— start —

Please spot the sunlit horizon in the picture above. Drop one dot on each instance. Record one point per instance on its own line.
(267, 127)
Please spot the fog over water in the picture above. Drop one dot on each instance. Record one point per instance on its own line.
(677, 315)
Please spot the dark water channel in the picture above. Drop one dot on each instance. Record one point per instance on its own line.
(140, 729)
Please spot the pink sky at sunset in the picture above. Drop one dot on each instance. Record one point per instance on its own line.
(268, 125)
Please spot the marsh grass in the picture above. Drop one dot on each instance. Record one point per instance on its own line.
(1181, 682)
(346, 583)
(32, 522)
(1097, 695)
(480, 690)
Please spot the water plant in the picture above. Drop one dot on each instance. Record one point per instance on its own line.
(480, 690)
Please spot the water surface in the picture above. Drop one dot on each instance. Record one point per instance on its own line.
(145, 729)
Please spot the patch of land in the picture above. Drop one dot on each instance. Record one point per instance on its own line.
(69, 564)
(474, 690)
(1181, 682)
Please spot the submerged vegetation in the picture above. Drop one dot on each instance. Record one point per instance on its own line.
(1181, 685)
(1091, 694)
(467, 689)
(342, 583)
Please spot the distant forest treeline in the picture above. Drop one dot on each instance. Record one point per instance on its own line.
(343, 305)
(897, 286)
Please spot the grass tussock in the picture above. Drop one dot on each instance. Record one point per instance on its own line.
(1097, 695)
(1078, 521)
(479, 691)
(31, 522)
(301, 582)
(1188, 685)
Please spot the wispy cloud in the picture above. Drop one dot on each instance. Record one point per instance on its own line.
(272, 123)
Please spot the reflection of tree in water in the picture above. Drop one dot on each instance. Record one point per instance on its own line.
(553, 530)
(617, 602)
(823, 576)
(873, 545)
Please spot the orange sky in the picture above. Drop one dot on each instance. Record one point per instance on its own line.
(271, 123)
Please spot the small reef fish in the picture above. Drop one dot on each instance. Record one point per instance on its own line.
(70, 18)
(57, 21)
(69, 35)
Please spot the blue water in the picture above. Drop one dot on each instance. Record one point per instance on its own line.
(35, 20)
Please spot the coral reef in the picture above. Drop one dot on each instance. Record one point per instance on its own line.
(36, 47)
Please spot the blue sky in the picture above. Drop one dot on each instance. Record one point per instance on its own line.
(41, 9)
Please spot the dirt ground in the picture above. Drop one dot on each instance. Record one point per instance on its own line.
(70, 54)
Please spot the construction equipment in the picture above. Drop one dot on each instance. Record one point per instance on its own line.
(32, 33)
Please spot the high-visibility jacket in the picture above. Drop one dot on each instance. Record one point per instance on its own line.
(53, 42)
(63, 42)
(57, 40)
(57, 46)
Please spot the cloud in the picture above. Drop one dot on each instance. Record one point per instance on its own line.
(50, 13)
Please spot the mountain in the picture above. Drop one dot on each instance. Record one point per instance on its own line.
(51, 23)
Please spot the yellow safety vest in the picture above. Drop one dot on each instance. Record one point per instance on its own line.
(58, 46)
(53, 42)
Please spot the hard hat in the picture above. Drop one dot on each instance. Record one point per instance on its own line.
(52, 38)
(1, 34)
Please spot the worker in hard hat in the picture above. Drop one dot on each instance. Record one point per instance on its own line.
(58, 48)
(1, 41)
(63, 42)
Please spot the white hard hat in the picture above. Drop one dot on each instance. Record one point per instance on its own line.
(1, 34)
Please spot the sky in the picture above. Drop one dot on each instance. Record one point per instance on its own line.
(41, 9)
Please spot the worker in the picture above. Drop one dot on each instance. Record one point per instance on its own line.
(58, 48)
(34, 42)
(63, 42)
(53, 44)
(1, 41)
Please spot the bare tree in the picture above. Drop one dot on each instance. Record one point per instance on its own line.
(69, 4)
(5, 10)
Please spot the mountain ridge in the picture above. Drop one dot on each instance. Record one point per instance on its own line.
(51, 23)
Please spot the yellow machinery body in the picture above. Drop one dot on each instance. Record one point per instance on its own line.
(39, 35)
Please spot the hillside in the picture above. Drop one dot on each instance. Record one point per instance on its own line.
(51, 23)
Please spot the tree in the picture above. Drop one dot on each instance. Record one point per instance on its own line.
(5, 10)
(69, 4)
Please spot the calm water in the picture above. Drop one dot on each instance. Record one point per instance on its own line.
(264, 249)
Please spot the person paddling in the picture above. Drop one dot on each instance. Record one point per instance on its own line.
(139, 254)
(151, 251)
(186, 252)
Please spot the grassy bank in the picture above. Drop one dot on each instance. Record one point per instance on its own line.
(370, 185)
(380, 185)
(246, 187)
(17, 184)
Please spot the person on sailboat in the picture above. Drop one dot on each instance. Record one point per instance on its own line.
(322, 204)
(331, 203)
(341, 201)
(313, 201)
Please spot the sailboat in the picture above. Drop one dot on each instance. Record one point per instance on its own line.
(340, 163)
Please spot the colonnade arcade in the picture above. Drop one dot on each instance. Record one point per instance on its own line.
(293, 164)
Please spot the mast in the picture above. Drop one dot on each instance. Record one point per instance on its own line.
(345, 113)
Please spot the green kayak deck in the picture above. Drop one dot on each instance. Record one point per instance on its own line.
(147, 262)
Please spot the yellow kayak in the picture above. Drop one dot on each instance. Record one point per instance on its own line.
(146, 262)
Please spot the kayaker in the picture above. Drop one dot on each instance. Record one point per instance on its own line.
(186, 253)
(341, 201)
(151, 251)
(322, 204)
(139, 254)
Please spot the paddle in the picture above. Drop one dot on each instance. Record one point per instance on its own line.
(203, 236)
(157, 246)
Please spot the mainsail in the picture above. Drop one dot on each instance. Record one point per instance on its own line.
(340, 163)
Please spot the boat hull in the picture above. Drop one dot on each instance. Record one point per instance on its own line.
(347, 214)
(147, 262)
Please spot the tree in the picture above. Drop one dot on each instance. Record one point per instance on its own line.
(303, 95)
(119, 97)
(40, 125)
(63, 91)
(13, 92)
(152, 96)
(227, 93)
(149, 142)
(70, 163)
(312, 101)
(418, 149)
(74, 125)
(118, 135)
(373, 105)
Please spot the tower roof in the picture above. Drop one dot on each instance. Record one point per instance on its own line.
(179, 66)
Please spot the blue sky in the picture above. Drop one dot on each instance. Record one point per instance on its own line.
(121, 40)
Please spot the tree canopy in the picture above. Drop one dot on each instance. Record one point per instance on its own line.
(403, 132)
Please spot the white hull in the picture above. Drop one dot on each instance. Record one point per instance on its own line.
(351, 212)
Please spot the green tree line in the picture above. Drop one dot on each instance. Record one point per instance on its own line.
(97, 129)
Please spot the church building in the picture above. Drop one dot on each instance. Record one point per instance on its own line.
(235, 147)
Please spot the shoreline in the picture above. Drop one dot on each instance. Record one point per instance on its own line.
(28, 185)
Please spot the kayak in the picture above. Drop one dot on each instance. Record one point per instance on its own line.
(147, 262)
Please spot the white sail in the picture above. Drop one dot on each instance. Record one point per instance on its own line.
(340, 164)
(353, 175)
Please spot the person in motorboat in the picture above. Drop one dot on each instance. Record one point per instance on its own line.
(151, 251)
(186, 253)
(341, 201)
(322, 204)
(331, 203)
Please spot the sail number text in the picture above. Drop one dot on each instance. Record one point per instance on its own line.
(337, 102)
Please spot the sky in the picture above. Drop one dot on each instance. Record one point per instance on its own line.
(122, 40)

— end —

Extract the complete data, matching each line exactly.

## [Response]
Please spot the sunlit horizon in the picture above. Drop one dot on each instance. Record one point per instance on its own line.
(267, 127)
Please spot the fog over water in the picture above. Drop one dot on each instance. Record one point per instance on its own line.
(677, 315)
Please spot the dark water channel in the picture above. Drop one dot on each instance. Record one point per instance on its own line.
(140, 729)
Please spot the pink sky at sunset in the picture above. Drop one dot on each instance. Record one point per instance on its own line.
(268, 125)
Please spot the marsh grass in the picture above. Drop one dot on each instance. Record one point per instance on its own line.
(1181, 682)
(346, 583)
(32, 522)
(1097, 695)
(480, 690)
Please spot the water plant in the picture above. Drop one dot on each instance. Record one point per instance on its own line.
(480, 690)
Please spot the water surface in the picture above. Drop one dot on each instance. Record one point per instance on its own line.
(145, 729)
Please spot the patch of land in the picture above. Drop one dot on each instance. Record one point per instance on its own line.
(69, 564)
(474, 690)
(1181, 682)
Please spot the submerged vegetation in the picture above. Drop one dot on each instance. Record one point per instance on its own line.
(1181, 685)
(1091, 694)
(467, 689)
(342, 583)
Please spot the distant forest treeline in the picture above. Drop one dot on each instance. Record one point per instance on its own line.
(343, 305)
(897, 286)
Please spot the grass tussock in the picture above. Drop one dot on each instance. Record one point per instance on its own line.
(1097, 695)
(1078, 521)
(479, 691)
(31, 522)
(301, 582)
(1188, 685)
Please spot the wispy cloud in the picture above. Drop one dot on each instance. Record one point per instance on its own line.
(272, 123)
Please spot the reflection of tree in water in the picture above. Drop one dot on each instance. Record one point per instance on its own line.
(553, 530)
(617, 602)
(823, 576)
(873, 545)
Please spot the orange sky in the picture above. Drop one dot on each instance. Record one point per instance on its own line.
(271, 123)
Please spot the small reef fish in the picture above. Drop one dot on each instance. Record one point per instance on its own line.
(70, 18)
(57, 21)
(69, 35)
Please spot the blue water in the picture above. Drop one dot on each instance. Record one point per instance on its own line.
(35, 20)
Please spot the coral reef in the picture above. Drop one dot on each instance. Record one point per instance on its own line.
(36, 47)
Please spot the blue sky in the picture above. Drop one dot on each instance. Record one point per instance on its own line.
(41, 9)
Please spot the dirt ground in the picture above. Drop one dot on each instance. Record one point per instance on its own line.
(70, 54)
Please spot the construction equipment in the picture above. Drop one dot on each instance. Record one point per instance on its own line.
(32, 33)
Please spot the high-visibility jacket in the picture above. Drop one dot on each instance. Record one point per instance on its own line.
(53, 42)
(63, 42)
(57, 40)
(57, 46)
Please spot the cloud in the picture above. Drop one dot on each instance. Record one point per instance on its own line.
(50, 13)
Please spot the mountain in the picture above. Drop one dot on each instance. Record one point per instance on its own line.
(51, 23)
Please spot the yellow safety vest in the picture above. Drop one dot on each instance. Record one point per instance on its own line.
(58, 46)
(53, 42)
Please spot the hard hat in the picture above. Drop one dot on each instance. Record one point per instance on its own line.
(52, 38)
(1, 34)
Please spot the worker in hard hat in the picture above. Drop one dot on each instance. Record one point per instance on its own line.
(58, 48)
(1, 41)
(63, 42)
Please spot the white hard hat in the picture above. Drop one dot on each instance. Record one point per instance on its own line.
(1, 34)
Please spot the sky in the picture above. Drop one dot on each instance. Record one point per instance on its own line.
(41, 9)
Please spot the worker in the picture above. Drop one dot on each instance. Record one point per instance on its own line.
(58, 48)
(34, 42)
(63, 42)
(53, 44)
(1, 41)
Please spot the bare tree in the picture above. Drop one dot on each instance. Record one point per instance on its own line.
(69, 4)
(5, 10)
Please spot the mountain ridge in the picture above. Drop one dot on each instance. Record one point per instance on its own line.
(51, 23)
Please spot the yellow machinery body in the picture above. Drop one dot on each instance. Record one point per instance on its own line.
(39, 35)
Please spot the hillside in the picture above. Drop one dot on each instance. Record one point per instance on its own line.
(51, 23)
Please spot the tree in the picture above. Drop one dot on each instance. Record one point per instance on its own line.
(5, 10)
(69, 4)
Please spot the calm water in the picture above. Drop one dot on each instance. Record one point per instance on its own line.
(264, 249)
Please spot the person paddling in the picture above. Drop one dot on each instance. Record one point per instance on its own line.
(139, 254)
(151, 251)
(186, 252)
Please spot the grassy bank in the picture above. Drop one dot on each instance. Record one point per instance on its own line.
(370, 185)
(380, 185)
(246, 187)
(17, 184)
Please spot the person on sailboat in the picture above. Drop one dot on each instance. Record one point per instance on its own line.
(322, 204)
(331, 203)
(341, 201)
(313, 201)
Please spot the sailboat in the picture above. Drop one dot on each instance. Record one point per instance on its own line.
(340, 163)
Please spot the colonnade arcade in the picture above. Drop one dot on each instance. Record one point per instance on its own line.
(293, 164)
Please spot the mast in the picture above. Drop one dot on each instance. Record one point per instance on its own line.
(345, 113)
Please spot the green kayak deck in the picture above. Drop one dot on each instance. Record one point per instance on its own line.
(147, 262)
Please spot the yellow kayak in the picture above. Drop one dot on each instance. Record one point per instance on its own line.
(146, 262)
Please spot the kayaker in the picture above. Drop one dot on each instance. Record one point per instance on its own line.
(186, 253)
(341, 201)
(151, 251)
(322, 204)
(139, 254)
Please spot the paddle in the picture above. Drop one dot on each instance. Record one point per instance on its own line.
(203, 236)
(157, 246)
Please spot the mainsail in the picture above. Drop one dot on each instance. Record one point per instance on its own line.
(340, 163)
Please spot the boat hull in the picture above. Drop one dot on each instance. Record one point per instance on its own line.
(347, 214)
(147, 262)
Please spot the tree in the picture above. Drop one dot on each instance. Record one point per instance on its own line.
(303, 95)
(119, 97)
(40, 125)
(63, 91)
(13, 92)
(152, 96)
(227, 93)
(149, 142)
(70, 163)
(312, 101)
(418, 149)
(74, 125)
(118, 135)
(373, 105)
Please spot the tower roof in the picture above. Drop one dot on each instance. Record one point per instance on its own line.
(179, 66)
Please spot the blue sky in the picture above. Drop one dot on each instance. Record one point per instance on its own line.
(121, 40)
Please spot the tree canopy in the picture above. Drop one dot on each instance. Record one point per instance on its own line.
(403, 132)
Please spot the white hull in the picture above. Drop one dot on each instance. Record one point per instance on its own line.
(351, 212)
Please spot the green tree line in the picture above. Drop one dot on each instance. Record one point per instance on its own line.
(97, 129)
Please spot the church building in the picture above. Drop one dot on each instance. Record one point per instance on its own line.
(235, 147)
Please spot the shoreline in the picture above. Drop one dot on each instance. Record one point per instance on its own line.
(28, 185)
Please spot the kayak in the picture above. Drop one dot on each instance. Record one point per instance on its own line.
(147, 262)
Please spot the white sail in the picture above. Drop one dot on each instance. Record one point per instance on its own line.
(340, 164)
(353, 175)
Please spot the person in motorboat in the picture above. Drop one dot on each instance. Record one point per instance on its own line.
(151, 251)
(186, 253)
(341, 201)
(322, 204)
(331, 203)
Please spot the sail number text in the picture above. Drop one dot on each instance. Record one point per instance on its own line.
(337, 102)
Please spot the sky in the picture above. Drop one dot on each instance. Record one point per instance on its own line.
(122, 40)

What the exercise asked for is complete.